• [Passage]
------------------------------------------------------------
The RFI is directly relevant to DPE’s affiliate unions, which represent over four million professional, technical, and other highly skilled workers. The members of DPE’s unions come from a diverse array of backgrounds, nationalities, and immigration experiences. Within our coalition are U.S. citizens, permanent residents, DACA and TPS beneficiaries, and people working on F, J, H, O, and P nonimmigrant visas. Members of DPE affiliate unions work in both STEM and non-STEM occupations in nearly every industry and sector.
DPE’s response is informed by its long-time advocacy for fundamental reforms to the U.S. immigration system to ensure enforceable workers’ rights and labor standards in any visa program affecting professionals. We oppose low-road immigration policies that benefit corporate interests by allowing differential treatment of workers as a source of cheap labor, and we support smart policies that ensure all working people can earn a fair return on their work. DPE’s guiding belief is that U.S. immigration policies must work for professionals, and not just employers.
Schedule A Should Not Be Expanded At A Moment of Great Disruption For Professionals
Instead of serving as a dynamic, accurate indicator of occupational shortages in the labor market, Schedule A Group I, in its current form, exists as a sclerotic tool useful only to employers who wish to bypass U.S. workers and avoid investing in training and sustainable working conditions for all professionals. Indeed, Schedule A’s existence largely correlates with a timespan when training for younger workers went from an average of two and half weeks per year in 1979 to most young workers reporting in 2011 that they received no on-the-job training in the previous five years.
Professional nurses provide a useful example. Schedule A Group I has listed professional nurses as a shortage occupation for over 30 years. However, the U.S. Department of Health and Human Services estimates no shortage of nurses, projecting a sufficient number of Registered Nurses nationwide to meet demand in 2030. To the degree professional nurses are leaving their jobs, it is due to poor working conditions. Conversations with nurses indicates that attention should be placed on improving unsafe staffing ratios and addressing workplace violence.
The experience of professional nurses as a Schedule A occupational designation also demonstrates a simple reality: no national labor shortage is permanent or indefinite. Like with all markets, supply and demand for professionals in various occupations and areas waxes and wanes over time, and employers, as participants in the labor market, should be expected to respond to these changes appropriately.
------------------------------------------------------------
• [Work task A] Name every nonimmigrant visa category mentioned in the passage on Schedule A.
• [Work task B] Repeat the passage on Schedule A between "DPE’s response is" and "not just employers.", inclusive.

• [Source data]
------------------------------------------------------------
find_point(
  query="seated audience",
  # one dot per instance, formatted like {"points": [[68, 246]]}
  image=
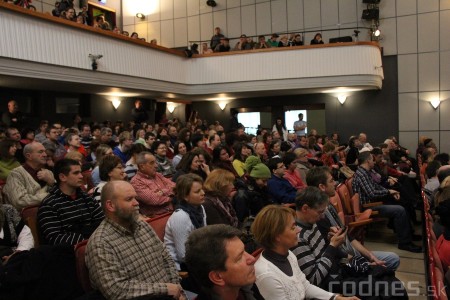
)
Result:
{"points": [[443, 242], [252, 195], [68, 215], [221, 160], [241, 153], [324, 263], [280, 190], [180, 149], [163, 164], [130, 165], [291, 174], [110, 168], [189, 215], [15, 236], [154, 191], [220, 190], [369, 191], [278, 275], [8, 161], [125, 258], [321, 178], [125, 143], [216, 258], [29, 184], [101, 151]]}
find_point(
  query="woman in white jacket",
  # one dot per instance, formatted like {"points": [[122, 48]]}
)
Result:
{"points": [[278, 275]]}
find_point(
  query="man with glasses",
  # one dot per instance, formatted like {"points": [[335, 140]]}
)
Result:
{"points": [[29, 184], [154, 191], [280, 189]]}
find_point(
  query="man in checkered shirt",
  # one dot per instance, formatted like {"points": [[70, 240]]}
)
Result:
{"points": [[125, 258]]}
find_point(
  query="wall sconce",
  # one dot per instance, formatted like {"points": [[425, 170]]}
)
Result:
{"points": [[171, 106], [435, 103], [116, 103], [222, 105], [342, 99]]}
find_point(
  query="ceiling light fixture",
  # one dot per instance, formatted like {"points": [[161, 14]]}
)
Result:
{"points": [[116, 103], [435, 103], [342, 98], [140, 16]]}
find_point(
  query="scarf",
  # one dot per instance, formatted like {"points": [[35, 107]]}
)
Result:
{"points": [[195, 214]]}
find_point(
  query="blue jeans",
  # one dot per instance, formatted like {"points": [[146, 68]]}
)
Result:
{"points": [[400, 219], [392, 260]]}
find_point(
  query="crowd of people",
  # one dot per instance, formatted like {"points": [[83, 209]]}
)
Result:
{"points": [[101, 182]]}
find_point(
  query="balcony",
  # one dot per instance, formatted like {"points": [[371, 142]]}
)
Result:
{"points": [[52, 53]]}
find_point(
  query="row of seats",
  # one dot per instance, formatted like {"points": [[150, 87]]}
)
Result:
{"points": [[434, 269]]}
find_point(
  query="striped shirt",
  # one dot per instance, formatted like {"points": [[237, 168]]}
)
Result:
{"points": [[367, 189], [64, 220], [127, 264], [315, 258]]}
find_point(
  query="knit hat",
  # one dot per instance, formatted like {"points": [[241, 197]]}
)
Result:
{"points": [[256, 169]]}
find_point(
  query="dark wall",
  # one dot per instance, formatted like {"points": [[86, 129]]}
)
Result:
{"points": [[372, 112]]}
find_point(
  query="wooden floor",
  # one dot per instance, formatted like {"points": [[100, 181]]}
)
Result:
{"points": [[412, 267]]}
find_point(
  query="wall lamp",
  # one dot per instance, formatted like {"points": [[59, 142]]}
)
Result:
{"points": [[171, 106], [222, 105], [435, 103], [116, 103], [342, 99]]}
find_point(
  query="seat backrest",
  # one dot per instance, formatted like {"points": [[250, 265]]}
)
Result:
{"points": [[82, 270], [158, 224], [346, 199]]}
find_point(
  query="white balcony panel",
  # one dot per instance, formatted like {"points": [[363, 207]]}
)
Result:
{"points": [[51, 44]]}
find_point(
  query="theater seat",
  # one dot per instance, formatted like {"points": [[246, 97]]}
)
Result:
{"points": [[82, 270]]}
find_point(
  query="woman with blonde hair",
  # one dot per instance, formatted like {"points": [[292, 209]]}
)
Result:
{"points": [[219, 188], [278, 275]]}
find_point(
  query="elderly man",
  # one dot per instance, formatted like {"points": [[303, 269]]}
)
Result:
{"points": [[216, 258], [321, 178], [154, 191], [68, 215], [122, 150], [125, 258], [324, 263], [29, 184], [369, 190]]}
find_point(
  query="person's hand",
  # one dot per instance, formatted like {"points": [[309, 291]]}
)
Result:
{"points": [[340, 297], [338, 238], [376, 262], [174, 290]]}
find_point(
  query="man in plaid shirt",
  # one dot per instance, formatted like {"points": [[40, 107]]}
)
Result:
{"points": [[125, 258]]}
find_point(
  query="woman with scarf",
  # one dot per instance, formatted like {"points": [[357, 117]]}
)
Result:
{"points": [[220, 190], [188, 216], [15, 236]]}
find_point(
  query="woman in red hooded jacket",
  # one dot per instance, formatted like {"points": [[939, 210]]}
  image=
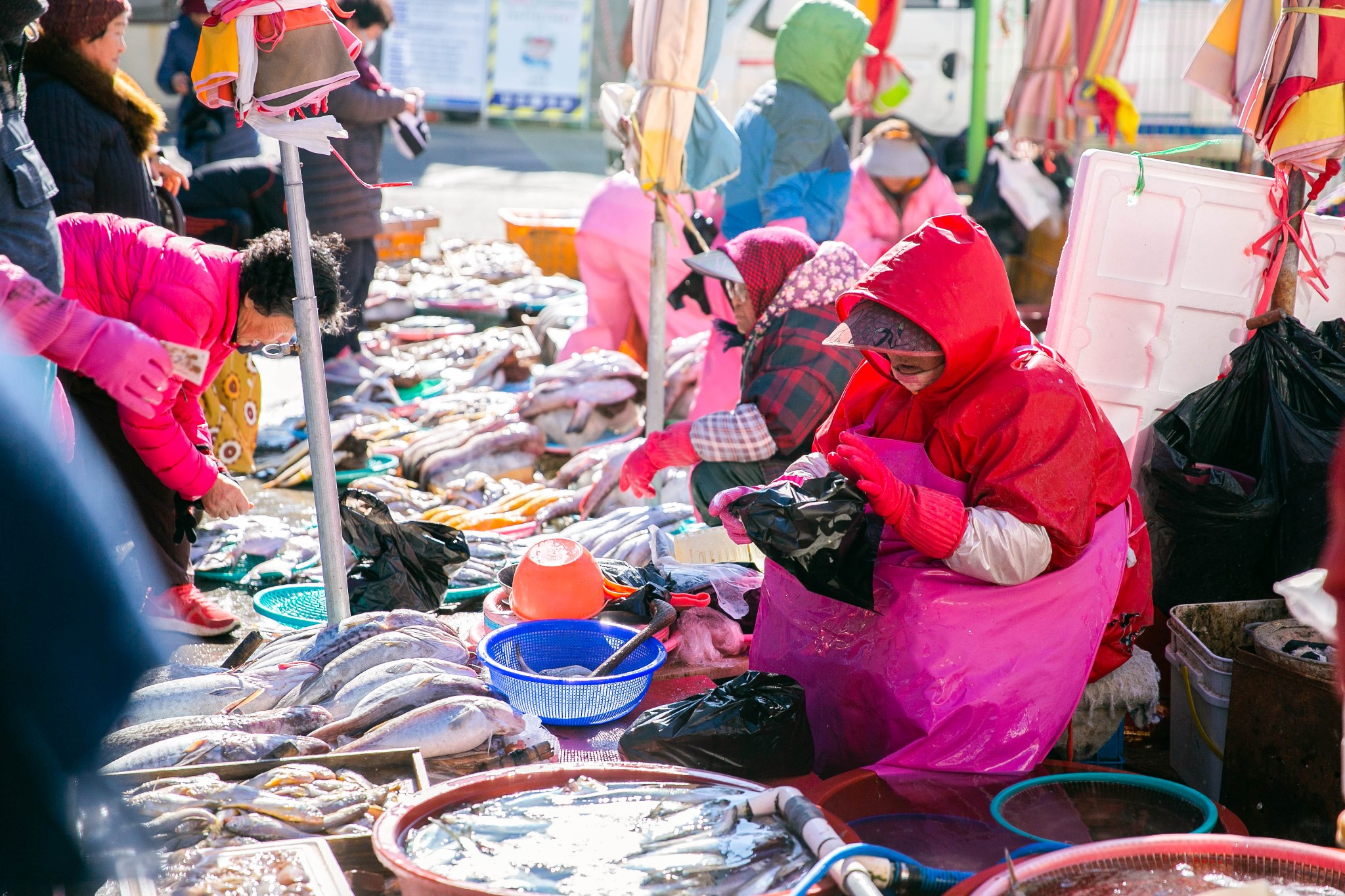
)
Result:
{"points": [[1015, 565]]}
------------------------------------------------------------
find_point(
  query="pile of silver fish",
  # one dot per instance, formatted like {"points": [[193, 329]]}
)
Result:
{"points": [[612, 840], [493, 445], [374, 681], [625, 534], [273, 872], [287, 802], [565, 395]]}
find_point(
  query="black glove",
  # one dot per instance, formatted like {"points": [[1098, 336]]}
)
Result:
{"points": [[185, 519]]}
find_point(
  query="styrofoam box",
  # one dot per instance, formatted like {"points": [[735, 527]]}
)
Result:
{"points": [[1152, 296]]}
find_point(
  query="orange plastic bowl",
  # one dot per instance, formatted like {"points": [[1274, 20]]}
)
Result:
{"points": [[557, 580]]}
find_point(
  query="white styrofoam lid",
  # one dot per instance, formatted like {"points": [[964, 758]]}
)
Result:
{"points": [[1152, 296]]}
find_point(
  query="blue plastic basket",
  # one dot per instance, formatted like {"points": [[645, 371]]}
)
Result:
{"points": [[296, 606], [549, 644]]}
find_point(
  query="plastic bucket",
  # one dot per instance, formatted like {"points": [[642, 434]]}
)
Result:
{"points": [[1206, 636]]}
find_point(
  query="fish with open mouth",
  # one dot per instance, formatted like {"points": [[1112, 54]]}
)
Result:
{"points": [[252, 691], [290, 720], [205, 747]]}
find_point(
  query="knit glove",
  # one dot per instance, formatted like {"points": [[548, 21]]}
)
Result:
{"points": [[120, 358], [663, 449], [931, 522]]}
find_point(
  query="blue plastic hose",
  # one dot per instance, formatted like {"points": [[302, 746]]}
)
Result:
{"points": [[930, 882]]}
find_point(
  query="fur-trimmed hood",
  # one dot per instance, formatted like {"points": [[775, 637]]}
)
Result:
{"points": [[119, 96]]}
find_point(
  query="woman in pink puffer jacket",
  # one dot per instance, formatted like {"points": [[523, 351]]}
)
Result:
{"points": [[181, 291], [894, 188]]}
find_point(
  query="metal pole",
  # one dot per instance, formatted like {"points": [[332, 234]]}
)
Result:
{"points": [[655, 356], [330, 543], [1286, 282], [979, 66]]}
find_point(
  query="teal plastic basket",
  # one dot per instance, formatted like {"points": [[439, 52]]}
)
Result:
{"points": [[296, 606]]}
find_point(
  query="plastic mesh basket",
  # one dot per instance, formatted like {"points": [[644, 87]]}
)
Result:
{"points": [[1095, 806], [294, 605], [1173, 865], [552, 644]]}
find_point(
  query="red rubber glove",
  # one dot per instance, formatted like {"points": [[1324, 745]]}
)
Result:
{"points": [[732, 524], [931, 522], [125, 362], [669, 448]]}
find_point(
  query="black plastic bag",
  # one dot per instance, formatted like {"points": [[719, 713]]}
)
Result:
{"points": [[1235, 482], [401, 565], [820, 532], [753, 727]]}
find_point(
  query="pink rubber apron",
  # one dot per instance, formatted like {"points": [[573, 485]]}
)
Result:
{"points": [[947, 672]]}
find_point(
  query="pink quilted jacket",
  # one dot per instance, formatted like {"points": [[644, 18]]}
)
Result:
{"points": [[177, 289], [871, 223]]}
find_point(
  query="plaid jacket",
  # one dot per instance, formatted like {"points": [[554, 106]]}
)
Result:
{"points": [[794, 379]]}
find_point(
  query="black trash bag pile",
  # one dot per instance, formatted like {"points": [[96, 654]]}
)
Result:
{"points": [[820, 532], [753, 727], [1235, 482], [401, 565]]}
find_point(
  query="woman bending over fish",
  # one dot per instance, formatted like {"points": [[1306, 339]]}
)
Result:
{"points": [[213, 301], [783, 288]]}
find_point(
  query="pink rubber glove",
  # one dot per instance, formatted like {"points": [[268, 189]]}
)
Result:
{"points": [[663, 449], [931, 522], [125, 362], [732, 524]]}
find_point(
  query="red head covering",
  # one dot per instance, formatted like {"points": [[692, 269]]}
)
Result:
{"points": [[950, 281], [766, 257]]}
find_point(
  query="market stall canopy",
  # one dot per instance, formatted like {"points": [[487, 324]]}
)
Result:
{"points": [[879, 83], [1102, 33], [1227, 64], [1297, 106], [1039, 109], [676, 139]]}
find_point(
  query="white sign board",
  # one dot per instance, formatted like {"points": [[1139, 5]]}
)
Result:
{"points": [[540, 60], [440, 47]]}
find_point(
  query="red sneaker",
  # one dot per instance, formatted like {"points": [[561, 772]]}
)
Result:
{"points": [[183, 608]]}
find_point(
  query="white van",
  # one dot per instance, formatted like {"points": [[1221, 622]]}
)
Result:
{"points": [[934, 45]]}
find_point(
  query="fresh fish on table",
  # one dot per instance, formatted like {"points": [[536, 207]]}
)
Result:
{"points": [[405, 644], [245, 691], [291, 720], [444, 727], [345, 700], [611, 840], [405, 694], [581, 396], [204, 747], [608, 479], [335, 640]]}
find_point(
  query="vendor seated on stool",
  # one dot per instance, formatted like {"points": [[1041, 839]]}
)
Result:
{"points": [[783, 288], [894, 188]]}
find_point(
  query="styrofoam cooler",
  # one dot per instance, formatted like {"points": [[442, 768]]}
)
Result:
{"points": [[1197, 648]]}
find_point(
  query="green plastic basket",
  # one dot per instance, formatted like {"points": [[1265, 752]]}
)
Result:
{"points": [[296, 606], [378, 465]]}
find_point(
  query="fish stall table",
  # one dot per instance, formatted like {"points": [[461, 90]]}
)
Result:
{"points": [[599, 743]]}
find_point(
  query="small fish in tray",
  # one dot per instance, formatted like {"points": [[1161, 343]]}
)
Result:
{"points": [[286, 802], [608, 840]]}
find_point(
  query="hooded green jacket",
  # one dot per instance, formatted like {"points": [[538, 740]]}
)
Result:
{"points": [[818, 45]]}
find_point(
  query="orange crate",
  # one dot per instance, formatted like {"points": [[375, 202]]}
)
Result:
------------------------------------------------------------
• [Reply A] F, J, H, O, P

• [Reply B]
DPE’s response is informed by its long-time advocacy for fundamental reforms to the U.S. immigration system to ensure enforceable workers’ rights and labor standards in any visa program affecting professionals. We oppose low-road immigration policies that benefit corporate interests by allowing differential treatment of workers as a source of cheap labor, and we support smart policies that ensure all working people can earn a fair return on their work. DPE’s guiding belief is that U.S. immigration policies must work for professionals, and not just employers.